▸ **The problem**
In the listing below, find the line that contains "<point>164,356</point>" and the line that contains "<point>299,35</point>". Quote both and every line between them, exactly, and nothing more.

BEGIN The input

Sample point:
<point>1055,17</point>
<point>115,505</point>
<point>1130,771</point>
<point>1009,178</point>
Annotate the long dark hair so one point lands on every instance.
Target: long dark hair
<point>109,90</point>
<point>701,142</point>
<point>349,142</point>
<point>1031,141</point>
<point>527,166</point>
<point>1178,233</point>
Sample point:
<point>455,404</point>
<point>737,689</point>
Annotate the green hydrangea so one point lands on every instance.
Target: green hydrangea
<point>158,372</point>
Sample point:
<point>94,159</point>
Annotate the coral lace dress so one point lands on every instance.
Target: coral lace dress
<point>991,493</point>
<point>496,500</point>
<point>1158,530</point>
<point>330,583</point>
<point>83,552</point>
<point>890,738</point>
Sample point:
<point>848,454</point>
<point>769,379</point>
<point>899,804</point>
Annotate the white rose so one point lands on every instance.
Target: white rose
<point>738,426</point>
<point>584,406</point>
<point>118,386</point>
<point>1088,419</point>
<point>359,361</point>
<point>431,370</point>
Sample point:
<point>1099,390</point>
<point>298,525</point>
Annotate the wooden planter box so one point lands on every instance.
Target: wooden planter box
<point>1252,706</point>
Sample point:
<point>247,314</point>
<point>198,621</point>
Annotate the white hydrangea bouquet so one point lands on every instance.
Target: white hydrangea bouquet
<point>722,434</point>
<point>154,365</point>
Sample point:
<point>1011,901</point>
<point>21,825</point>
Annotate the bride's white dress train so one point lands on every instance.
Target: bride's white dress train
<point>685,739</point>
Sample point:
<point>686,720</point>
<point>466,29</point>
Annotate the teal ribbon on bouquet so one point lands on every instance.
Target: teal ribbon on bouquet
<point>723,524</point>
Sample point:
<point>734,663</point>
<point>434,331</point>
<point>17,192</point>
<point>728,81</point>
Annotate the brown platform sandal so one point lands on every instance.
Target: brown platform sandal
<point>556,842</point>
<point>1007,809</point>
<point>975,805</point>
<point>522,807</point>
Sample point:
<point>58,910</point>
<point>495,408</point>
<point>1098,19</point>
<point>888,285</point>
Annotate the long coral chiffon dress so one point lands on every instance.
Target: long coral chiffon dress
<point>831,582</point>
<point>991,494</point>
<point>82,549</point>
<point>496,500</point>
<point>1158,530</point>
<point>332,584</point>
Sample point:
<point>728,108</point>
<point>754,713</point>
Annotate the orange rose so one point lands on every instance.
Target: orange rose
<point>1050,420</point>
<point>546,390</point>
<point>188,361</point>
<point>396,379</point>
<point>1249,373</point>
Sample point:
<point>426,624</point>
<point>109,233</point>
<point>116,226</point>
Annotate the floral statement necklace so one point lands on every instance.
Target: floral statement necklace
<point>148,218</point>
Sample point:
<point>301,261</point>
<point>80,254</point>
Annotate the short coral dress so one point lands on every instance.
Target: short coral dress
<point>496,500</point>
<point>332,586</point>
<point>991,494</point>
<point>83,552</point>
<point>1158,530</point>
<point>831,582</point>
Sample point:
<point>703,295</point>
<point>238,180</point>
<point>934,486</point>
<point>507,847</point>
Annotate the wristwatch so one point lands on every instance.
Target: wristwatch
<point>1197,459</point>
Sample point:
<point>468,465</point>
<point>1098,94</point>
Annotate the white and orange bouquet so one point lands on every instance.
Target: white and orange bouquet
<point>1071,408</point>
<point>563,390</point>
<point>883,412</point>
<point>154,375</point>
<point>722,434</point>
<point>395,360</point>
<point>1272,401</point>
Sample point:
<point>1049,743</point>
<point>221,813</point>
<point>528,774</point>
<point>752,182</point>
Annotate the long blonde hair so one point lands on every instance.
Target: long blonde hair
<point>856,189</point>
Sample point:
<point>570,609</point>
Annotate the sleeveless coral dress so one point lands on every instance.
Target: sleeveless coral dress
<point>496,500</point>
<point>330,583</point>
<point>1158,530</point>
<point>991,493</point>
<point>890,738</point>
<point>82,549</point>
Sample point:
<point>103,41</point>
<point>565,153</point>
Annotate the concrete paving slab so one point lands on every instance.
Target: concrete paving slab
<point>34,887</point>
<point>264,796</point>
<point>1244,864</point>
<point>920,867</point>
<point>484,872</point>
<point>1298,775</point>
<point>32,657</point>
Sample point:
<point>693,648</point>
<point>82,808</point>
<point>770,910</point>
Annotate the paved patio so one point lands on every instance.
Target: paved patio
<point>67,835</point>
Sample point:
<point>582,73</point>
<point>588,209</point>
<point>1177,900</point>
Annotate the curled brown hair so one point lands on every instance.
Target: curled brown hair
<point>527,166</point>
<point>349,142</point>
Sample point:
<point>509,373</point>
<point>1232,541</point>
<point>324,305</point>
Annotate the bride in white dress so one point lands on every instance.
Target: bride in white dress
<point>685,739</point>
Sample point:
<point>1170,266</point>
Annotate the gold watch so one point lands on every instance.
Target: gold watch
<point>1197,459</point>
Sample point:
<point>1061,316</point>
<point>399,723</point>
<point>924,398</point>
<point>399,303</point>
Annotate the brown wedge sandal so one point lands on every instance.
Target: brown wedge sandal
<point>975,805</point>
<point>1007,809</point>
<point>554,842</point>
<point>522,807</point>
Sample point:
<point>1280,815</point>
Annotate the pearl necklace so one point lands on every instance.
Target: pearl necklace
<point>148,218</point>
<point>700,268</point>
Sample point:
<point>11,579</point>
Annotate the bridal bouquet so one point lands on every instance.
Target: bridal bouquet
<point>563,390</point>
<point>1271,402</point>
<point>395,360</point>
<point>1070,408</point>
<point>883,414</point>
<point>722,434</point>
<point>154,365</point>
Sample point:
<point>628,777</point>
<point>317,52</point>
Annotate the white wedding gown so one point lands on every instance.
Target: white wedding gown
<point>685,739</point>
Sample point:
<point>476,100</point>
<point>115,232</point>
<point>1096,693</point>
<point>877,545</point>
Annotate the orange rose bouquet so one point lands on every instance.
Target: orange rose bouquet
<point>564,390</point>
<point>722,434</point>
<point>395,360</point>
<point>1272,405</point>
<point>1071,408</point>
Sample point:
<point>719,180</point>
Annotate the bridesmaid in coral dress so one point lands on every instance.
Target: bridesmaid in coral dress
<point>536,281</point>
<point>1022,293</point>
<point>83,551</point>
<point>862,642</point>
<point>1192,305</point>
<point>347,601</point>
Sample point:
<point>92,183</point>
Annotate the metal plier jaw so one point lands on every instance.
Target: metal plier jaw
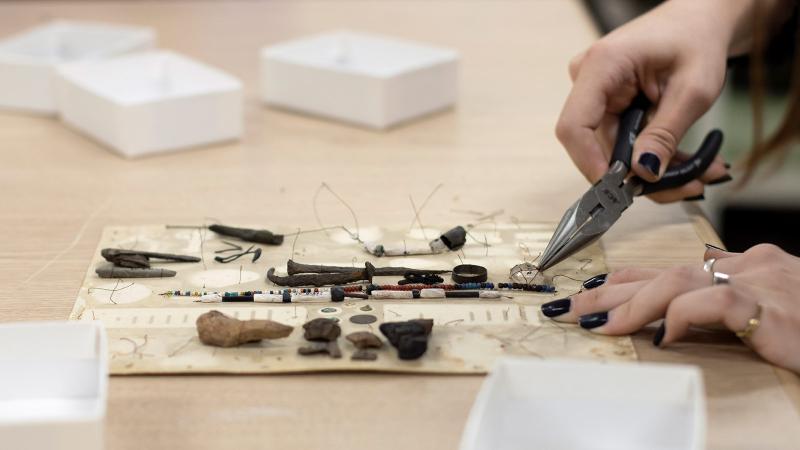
<point>591,216</point>
<point>602,205</point>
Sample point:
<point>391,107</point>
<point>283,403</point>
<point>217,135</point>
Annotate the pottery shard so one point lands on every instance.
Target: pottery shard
<point>364,339</point>
<point>364,355</point>
<point>331,348</point>
<point>321,329</point>
<point>215,328</point>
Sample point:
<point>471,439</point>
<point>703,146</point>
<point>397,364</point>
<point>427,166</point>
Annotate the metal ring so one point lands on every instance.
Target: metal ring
<point>708,265</point>
<point>751,327</point>
<point>720,278</point>
<point>469,273</point>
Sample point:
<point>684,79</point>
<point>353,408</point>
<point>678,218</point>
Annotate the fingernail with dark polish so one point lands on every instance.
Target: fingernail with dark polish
<point>723,179</point>
<point>695,198</point>
<point>595,320</point>
<point>556,307</point>
<point>595,281</point>
<point>659,336</point>
<point>650,162</point>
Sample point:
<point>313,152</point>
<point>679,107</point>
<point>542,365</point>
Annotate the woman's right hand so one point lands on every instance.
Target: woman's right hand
<point>675,54</point>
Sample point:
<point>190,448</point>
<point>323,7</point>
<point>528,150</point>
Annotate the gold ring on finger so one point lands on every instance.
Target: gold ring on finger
<point>752,325</point>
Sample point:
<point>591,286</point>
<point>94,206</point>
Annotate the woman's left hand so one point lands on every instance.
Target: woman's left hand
<point>763,284</point>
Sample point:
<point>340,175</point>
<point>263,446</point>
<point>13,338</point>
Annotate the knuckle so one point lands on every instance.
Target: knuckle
<point>726,298</point>
<point>701,95</point>
<point>601,50</point>
<point>564,130</point>
<point>661,138</point>
<point>585,300</point>
<point>621,276</point>
<point>764,252</point>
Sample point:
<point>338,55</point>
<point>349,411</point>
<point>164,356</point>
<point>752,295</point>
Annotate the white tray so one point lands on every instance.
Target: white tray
<point>528,403</point>
<point>53,385</point>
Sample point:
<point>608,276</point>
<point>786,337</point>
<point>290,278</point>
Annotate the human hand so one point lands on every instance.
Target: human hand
<point>675,54</point>
<point>762,285</point>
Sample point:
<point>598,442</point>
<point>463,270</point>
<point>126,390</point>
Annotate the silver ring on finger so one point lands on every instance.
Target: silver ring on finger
<point>720,278</point>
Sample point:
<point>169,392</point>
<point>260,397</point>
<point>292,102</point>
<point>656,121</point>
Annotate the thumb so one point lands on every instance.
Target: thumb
<point>680,105</point>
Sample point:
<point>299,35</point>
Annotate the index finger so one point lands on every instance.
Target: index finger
<point>583,113</point>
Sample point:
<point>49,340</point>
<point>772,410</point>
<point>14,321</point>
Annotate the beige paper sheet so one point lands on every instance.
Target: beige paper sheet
<point>150,333</point>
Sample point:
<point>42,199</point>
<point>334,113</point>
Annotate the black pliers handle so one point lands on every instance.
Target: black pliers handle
<point>632,122</point>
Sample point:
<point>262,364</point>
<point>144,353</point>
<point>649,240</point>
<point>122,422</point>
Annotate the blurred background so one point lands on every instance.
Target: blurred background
<point>768,208</point>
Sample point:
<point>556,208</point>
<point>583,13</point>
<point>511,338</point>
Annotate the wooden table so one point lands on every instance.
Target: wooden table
<point>495,150</point>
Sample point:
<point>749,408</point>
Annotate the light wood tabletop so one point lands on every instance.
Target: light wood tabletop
<point>495,150</point>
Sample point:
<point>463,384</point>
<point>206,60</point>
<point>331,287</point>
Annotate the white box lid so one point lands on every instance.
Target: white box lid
<point>359,53</point>
<point>149,76</point>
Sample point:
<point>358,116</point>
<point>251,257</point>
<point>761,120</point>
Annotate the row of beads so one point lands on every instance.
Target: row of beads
<point>527,287</point>
<point>304,291</point>
<point>411,287</point>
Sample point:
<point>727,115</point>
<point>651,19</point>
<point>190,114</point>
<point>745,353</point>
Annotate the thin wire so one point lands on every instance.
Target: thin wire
<point>418,220</point>
<point>294,242</point>
<point>325,186</point>
<point>424,203</point>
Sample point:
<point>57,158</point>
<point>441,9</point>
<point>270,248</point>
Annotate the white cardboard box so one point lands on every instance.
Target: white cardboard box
<point>360,78</point>
<point>53,385</point>
<point>528,403</point>
<point>150,102</point>
<point>28,60</point>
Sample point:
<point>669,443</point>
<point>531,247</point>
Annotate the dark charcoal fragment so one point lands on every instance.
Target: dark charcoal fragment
<point>364,355</point>
<point>410,338</point>
<point>321,329</point>
<point>412,346</point>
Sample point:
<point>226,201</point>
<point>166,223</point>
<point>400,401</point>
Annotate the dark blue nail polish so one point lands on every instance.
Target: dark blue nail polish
<point>659,336</point>
<point>695,198</point>
<point>650,162</point>
<point>556,307</point>
<point>594,320</point>
<point>723,179</point>
<point>595,281</point>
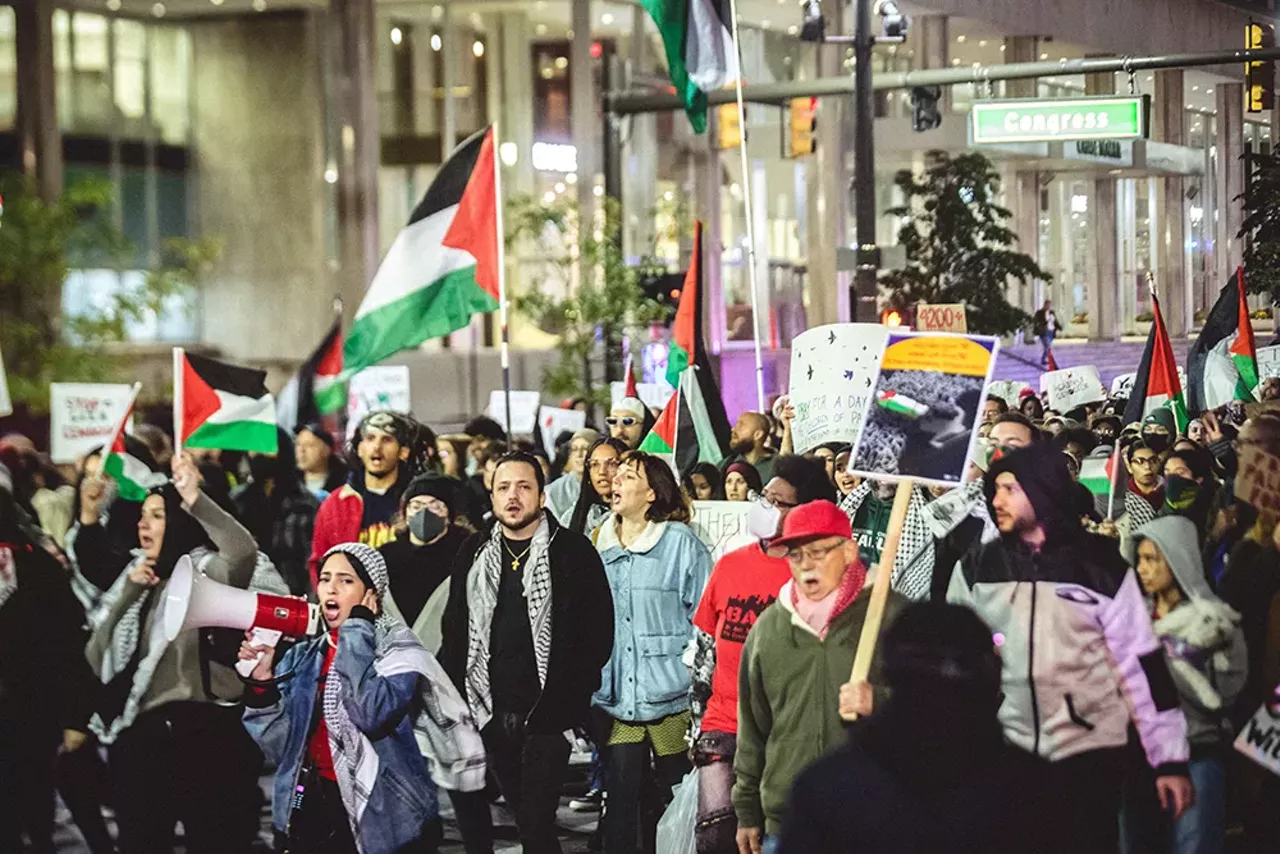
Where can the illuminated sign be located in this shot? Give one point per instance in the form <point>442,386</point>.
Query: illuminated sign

END The input

▸ **Exercise solution**
<point>164,356</point>
<point>752,295</point>
Annotate the white tray so one point lands on every instance.
Target: white tray
<point>528,403</point>
<point>53,385</point>
Sample point:
<point>608,276</point>
<point>786,337</point>
<point>290,278</point>
Annotate the human hand so one point lands on every instance.
Target: human hand
<point>675,54</point>
<point>762,285</point>
Sample point:
<point>598,442</point>
<point>463,270</point>
<point>126,390</point>
Annotate the silver ring on finger so one point lands on every instance.
Target: silver ring on finger
<point>720,278</point>
Sample point:
<point>169,392</point>
<point>260,397</point>
<point>292,102</point>
<point>656,121</point>
Annotate the thumb so one point lands on every instance.
Target: thumb
<point>680,105</point>
Sample point:
<point>299,35</point>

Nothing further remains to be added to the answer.